EXERCISE DESCRIPTION
Extract the complete listing and repeat it word for word.

*-*-*

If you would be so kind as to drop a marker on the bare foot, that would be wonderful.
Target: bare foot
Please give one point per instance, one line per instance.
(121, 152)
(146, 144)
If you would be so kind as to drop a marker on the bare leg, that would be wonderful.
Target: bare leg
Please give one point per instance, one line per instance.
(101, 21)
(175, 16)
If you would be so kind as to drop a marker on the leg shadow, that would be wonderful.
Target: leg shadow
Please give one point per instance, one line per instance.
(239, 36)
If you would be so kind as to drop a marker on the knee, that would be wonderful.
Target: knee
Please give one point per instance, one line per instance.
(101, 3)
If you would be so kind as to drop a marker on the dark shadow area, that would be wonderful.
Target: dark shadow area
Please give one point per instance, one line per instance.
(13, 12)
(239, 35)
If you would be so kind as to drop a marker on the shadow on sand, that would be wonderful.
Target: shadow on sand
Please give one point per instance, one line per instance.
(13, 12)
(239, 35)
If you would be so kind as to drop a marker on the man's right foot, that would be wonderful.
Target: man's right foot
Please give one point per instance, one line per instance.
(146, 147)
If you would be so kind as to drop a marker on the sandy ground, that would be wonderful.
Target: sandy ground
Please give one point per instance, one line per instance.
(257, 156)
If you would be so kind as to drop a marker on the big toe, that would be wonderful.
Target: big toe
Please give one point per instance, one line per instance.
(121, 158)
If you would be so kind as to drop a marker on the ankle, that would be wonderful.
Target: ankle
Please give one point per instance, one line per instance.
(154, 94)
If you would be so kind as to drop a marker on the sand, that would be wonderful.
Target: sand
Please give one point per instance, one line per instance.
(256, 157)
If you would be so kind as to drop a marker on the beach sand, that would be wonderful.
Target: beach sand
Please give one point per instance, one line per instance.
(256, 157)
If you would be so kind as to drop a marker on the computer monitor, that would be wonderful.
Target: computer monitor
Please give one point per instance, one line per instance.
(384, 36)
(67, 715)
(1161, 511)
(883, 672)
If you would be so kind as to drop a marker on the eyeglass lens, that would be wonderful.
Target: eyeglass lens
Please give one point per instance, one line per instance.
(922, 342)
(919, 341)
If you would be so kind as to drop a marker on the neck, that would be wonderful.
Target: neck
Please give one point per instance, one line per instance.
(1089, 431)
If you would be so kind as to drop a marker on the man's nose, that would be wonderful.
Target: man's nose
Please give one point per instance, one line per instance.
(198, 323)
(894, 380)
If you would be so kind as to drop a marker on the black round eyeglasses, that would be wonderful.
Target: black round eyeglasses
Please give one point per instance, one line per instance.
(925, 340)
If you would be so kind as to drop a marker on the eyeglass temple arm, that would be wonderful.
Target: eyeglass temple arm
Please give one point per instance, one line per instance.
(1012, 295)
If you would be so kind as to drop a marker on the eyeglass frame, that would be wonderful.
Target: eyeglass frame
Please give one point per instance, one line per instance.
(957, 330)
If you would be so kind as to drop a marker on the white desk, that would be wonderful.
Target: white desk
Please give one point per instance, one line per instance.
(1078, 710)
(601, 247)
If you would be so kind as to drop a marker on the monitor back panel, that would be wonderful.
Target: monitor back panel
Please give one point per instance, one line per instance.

*-*-*

RESULT
If you would be so kind as to drop a marker on the bare foot, that would be wonderful.
Target: bare foot
Please give one point per instance, one line per instance.
(121, 152)
(146, 144)
If you would be so kind as to drop a marker on the bare leg, that would be wonderful.
Target: bare leg
Please give one point per instance, one line per instance.
(101, 21)
(175, 16)
If you would be so kind as to drop a marker on the leg shadow, that would be wonderful.
Target: leg shadow
Please give one point per instance, one line per instance.
(239, 36)
If you would be so kind as to drop a marker on the knee, that would be wonderful.
Target: knee
Please give one point per instance, one line per instance.
(101, 3)
If you would be so kind as to drop a marker on the dark shadow area, that would be wonderful.
Target: dark shadow area
Please give one point per instance, one line per instance.
(13, 12)
(239, 35)
If you would be so kind as to drop a marker on the shadow on sand, that would be wonderful.
Target: shadow on sand
Please give one point per instance, one line per instance.
(13, 12)
(239, 35)
If you would be so kind as to drop a marker on the man's right foot, that would be wonderful.
Target: man's right foot
Please give one point per instance, one line per instance.
(146, 147)
If you would be so kind as to drop a marker on the sandy ground, that would be wonderful.
Target: sandy ground
Please give one point per instance, one line per instance.
(257, 156)
If you would be so kind as to drop a marker on the big toe, that would be wonderful.
Target: big toe
Please give one point per instance, one line per instance.
(121, 158)
If you would be so kind as to drop a marker on the ankle, that would be wonderful.
Target: ankle
Please give one point per instance, one line per instance.
(154, 94)
If you would be so kind as to drop a marker on the sand, that would be wonderful.
Target: sand
Please give one point per instance, one line per instance.
(256, 157)
If you would be so kind as to drop a marker on the beach sand, that would be wonderful.
Target: beach sand
Please give one point per instance, one line per instance.
(256, 157)
If you would be so kind as to drop a marker on the computer monitor, that would be wonderful.
Target: computer monitor
Please give one point per instance, one line per instance.
(384, 36)
(67, 715)
(1161, 511)
(883, 672)
If you would be so kind as to drop a marker on the eyeglass lens, that would be wonderful.
Target: eyeglass lens
Please give one point per instance, one line per instance.
(922, 342)
(919, 341)
If you would be so kind as to drop a marker on the neck, that would be wonderful.
Target: neck
Please give one point per instance, one line per instance.
(1089, 431)
If you would be so kind as to drop a marker on the man's nose, that would be wonderful.
Target: man's nose
Please give one point per instance, one line per instance.
(198, 323)
(894, 380)
If you would be so kind as to drop a marker on the black round eyeglasses, that would be wonderful.
Target: black round eyeglasses
Please give one point per instance, one line per instance.
(925, 340)
If you would be so kind as to drop a marker on the eyeglass temple arm, that would be wonderful.
Target: eyeglass temple arm
Please give one point per instance, one line per instance.
(1012, 295)
If you would be so kind as to drop a marker on the eyeglass frame, that would be wonderful.
Target: eyeglass frame
Please give one point per instance, one line per instance.
(957, 330)
If you would be so kind as to drop a marker on the white desk, that would be wonderful.
Target: white desk
Please give one point per instance, one line per instance.
(1078, 710)
(601, 247)
If you would be so kind as to drop a marker on the monitor back panel, that would be wonderful.
Target: monitor back panel
Please give one point per instance, one line per instance.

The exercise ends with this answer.